**Instruction**
From the line containing "target | road surface texture" through the last line of the data, return those lines exactly as written and nothing more.

**Labeled-object pointing entries**
________

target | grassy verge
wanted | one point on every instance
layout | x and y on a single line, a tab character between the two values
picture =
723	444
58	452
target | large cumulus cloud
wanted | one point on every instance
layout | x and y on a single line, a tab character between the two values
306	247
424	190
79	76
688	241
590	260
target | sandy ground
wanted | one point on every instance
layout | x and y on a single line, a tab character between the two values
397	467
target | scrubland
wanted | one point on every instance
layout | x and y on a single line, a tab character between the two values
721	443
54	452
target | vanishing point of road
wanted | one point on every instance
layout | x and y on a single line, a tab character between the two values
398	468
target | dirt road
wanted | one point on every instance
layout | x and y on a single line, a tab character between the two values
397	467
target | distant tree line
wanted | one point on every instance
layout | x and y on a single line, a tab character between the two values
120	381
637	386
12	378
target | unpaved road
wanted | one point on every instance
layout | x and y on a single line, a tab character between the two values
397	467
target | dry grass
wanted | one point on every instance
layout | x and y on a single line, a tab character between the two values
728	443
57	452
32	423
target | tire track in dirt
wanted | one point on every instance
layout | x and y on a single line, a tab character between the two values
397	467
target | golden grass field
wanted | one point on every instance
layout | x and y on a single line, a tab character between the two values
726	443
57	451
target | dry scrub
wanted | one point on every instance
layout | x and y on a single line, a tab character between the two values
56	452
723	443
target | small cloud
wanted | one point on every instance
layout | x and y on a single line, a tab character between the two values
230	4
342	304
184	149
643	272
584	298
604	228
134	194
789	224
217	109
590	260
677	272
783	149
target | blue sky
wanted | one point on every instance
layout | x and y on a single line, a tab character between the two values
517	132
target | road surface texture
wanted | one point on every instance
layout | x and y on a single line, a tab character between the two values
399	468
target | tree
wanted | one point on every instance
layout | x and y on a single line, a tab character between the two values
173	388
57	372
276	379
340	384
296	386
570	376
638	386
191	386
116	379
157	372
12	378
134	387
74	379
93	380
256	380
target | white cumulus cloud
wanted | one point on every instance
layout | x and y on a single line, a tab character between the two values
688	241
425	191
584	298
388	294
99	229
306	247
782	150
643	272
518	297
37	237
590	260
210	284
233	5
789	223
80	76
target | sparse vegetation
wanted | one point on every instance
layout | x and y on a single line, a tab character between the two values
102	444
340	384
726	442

________

**Response**
target | road surface texture
wanted | one point on every instance
layout | x and y on a single line, a tab character between the two values
399	468
target | tree
wanted | one point on every instance
layout | x and y on a single line, a tab character between the two values
173	388
57	372
276	379
340	384
296	386
570	376
638	386
191	386
116	379
157	372
12	378
134	387
74	379
93	380
256	380
target | white cumulus cloud
wanted | one point on every instance
layout | x and y on a single line, a tab character between the two values
688	241
425	191
584	298
388	294
99	229
306	247
782	150
643	272
518	297
37	237
590	260
210	284
233	5
789	223
80	76
target | sparse vegetation
wanted | one point on every instance
layout | x and y on a single line, a tab character between the two values
102	444
340	384
726	442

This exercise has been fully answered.